Excerpted text:
Representing the federal government, Assistant Solicitor General Nicole Saharsky told the justices that warrants should not be required because “every minute counts” when dealing with blood alcohol levels.
To that, Scalia replied, “But … once we say that you don’t need a warrant … the game’s up.”
As an alternative to the government’s approach, Ginsburg suggested that since some jurisdictions have systems producing warrants in a half-hour, why not initiate the process while on the way to the hospital, and when a half-hour is up, the officer can proceed with a blood draw. That way, at least there has been an effort to get a warrant.
Kennedy followed up, suggesting a time window of 45 minutes. But Saharsky contended that the court does not ordinarily look at the time factor.
Kennedy strongly disagreed, saying that if it takes too long to get a warrant, that fact can be the kind of exigent circumstance justifying a warrantless blood draw.
Scalia similarly wondered why the police can’t apply for a warrant, then tell the suspect he can either take the Breathalyzer test or have a needle stuck in his arm for a blood draw.
Saharsky contended that suspects’ repeated refusals may simply be an effort to delay the process to allow blood alcohol levels to go down.
“Or maybe they’re drunk,” opined Justice Elena Kagan, puckishly. On a more serious note, she observed that if the whole idea is to get evidence as quickly as possible, why wouldn’t the police not only forgo a warrant, but do the blood draw themselves, at roadside?
If a person does take the Breathalyzer test, she continued, is there ever any reason for a warrantless blood test?
“Yes,” replied Saharsky, because it’s a little better test.
After Saharsky sat down, the ACLU’s Steven Shapiro was next up, arguing in favor of a warrant requirement.
Almost immediately, though, Scalia asked whether the warrant question amounts to “a lot of sound and fury signifying nothing.” What advantage would the suspect really get, he asked, other than possibly delaying the test? “Are any of these warrants ever turned down?”
Shapiro conceded that they rarely, if ever, are. But, he added, the court’s “entire Fourth Amendment jurisprudence” is based on having a neutral magistrate review the evidence “before the state does something as intrusive as putting a needle in somebody’s arm.”
Justice Samuel Alito followed up: What if the state has a form that just requires the policeman to check boxes? What kind of protection does that offer?

Task to carry out: Go on with the Supreme Court argument on warrantless blood draws, starting after its last sentence. The listing has no connection to the Supreme Court argument on blood draws.

Data under study:
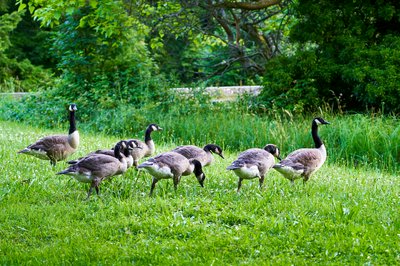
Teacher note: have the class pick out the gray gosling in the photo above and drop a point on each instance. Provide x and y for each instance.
(146, 148)
(254, 163)
(203, 155)
(172, 165)
(130, 144)
(95, 168)
(303, 163)
(57, 147)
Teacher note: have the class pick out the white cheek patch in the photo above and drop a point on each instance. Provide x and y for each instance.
(247, 172)
(39, 154)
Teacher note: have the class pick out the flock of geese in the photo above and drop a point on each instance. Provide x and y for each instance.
(181, 161)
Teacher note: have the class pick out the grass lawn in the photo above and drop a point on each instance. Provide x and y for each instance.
(341, 216)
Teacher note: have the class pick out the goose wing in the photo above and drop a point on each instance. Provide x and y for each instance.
(190, 151)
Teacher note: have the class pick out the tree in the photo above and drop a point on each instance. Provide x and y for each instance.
(223, 37)
(16, 73)
(348, 53)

Written answer:
Shapiro noted that Missouri has standard forms for a warrant. But what that shows, he said, is that “the process of obtaining a warrant is not very elaborate” and can be quickly complied with.
Expressing further skepticism, Alito asked about rural jurisdictions, where it may be difficult to rouse a magistrate late at night. “You would say that is too bad … the whole country has to operate like New York City.”
Breyer agreed that “it’s pretty tough” to say that every state has to have the best system available.
Shapiro replied that 25 states already have a warrant requirement, and that the standard for when exigent circumstances may permit forgoing a warrant should depend on the individual circumstances. In some places, he observed, police can apply for a warrant electronically from their cars.
Roberts said: “You’re in an odd position … your argument is these warrants are just as easy as pie” to obtain. But that would seem to diminish the protection of the Fourth Amendment.
Shapiro acknowledged that evidence in drunken-driving cases is “relatively routinized” and “standardized,” but even if it only involves checking boxes, he contended, there is “value” in making sure the police have checked the right boxes before forcing suspects to have a needle stuck in their arm.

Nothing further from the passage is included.